--- DATA FOR PROCESSING ---

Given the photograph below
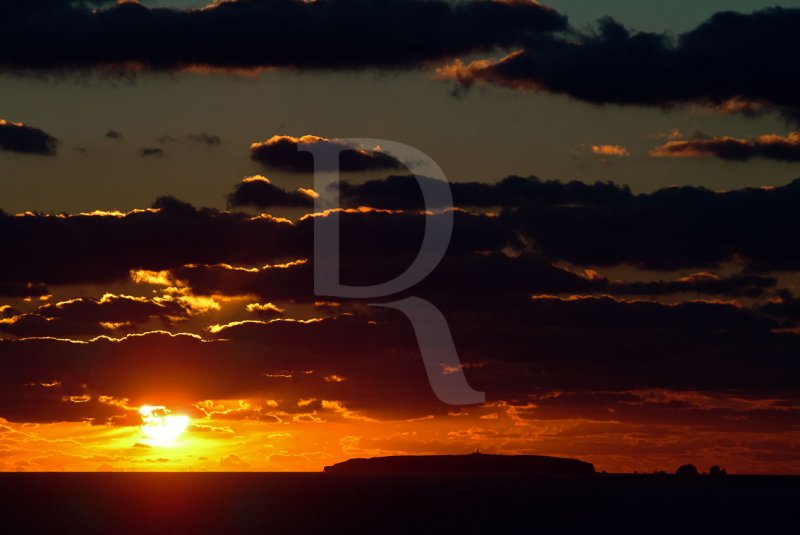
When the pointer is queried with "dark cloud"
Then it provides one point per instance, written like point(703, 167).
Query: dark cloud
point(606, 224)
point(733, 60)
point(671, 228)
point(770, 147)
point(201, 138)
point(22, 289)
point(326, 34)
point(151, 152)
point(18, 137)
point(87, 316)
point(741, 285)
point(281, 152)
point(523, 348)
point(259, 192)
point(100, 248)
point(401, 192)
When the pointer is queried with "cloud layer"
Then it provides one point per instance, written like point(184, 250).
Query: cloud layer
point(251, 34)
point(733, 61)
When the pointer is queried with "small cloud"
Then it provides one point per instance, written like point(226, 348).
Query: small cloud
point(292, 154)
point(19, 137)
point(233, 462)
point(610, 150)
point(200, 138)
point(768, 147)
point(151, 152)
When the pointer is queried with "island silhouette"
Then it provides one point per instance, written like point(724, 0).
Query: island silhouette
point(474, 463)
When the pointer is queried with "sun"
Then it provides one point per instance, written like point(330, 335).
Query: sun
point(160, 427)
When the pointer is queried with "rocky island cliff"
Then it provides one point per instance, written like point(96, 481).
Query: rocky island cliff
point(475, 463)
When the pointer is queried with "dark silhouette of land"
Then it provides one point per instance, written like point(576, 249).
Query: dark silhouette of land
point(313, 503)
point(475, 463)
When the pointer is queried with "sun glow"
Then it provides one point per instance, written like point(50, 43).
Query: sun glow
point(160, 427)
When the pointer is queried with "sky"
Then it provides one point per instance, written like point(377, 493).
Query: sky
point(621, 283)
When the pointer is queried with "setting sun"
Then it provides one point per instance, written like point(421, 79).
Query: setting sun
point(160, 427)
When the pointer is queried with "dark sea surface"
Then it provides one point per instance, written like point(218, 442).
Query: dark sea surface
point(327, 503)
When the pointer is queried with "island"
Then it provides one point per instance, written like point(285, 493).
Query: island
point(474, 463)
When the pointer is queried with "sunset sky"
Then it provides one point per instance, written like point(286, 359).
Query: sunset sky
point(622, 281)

---

Transcribe the entries above verbatim, omitting their pictures.

Given the photograph below
When the pointer is queried with "dark cloud"
Then it provides one point per instance, written like point(703, 167).
Query: dark cloud
point(606, 224)
point(733, 60)
point(671, 228)
point(770, 147)
point(201, 138)
point(22, 289)
point(326, 34)
point(151, 152)
point(18, 137)
point(87, 316)
point(741, 285)
point(281, 152)
point(523, 348)
point(259, 192)
point(100, 248)
point(401, 192)
When the pointer is queried with "cloud layer"
Then it provides one point per instance, written like point(184, 250).
Query: cloud layer
point(251, 34)
point(733, 61)
When the pointer is queried with "small cloud"
Then it provides one point per instance, written like point(226, 348).
Query: small cloud
point(292, 154)
point(19, 137)
point(233, 462)
point(610, 150)
point(200, 138)
point(768, 147)
point(151, 152)
When the pointer is queried with "island silhouette"
Then it provides one point per instance, written like point(724, 0).
Query: island silhouette
point(474, 463)
When the pointer is queried with "sun"
Then it provides one point per instance, written like point(330, 335).
Query: sun
point(160, 427)
When the pointer is queried with "rocky island cliff"
Then it provides one point per instance, written like point(96, 481).
Query: rocky island cliff
point(475, 463)
When the pointer is queried with "dark silhouette of land"
Then it provides one point per instance, written like point(576, 249).
Query: dark silhouette of land
point(313, 503)
point(475, 463)
When the pointer is queried with "sun glow"
Then it provides one point per instance, written like point(50, 43).
Query: sun glow
point(160, 427)
When the pointer is queried with "sky"
Then it provides one point per instance, written like point(377, 493).
Query: sky
point(621, 283)
When the pointer is queried with "setting sun"
Then it provides one point per instance, written like point(421, 79).
Query: setting sun
point(160, 427)
When the pointer is queried with "dark sea surface"
Then it provides one point per instance, written like point(218, 442).
Query: dark sea surface
point(327, 503)
When the pointer is queried with "island"
Then it provides one point per instance, written like point(285, 493).
Query: island
point(474, 463)
When the pointer is queried with "sunset sky"
Then it provides one point per instance, written like point(286, 359).
Query: sunset sky
point(622, 281)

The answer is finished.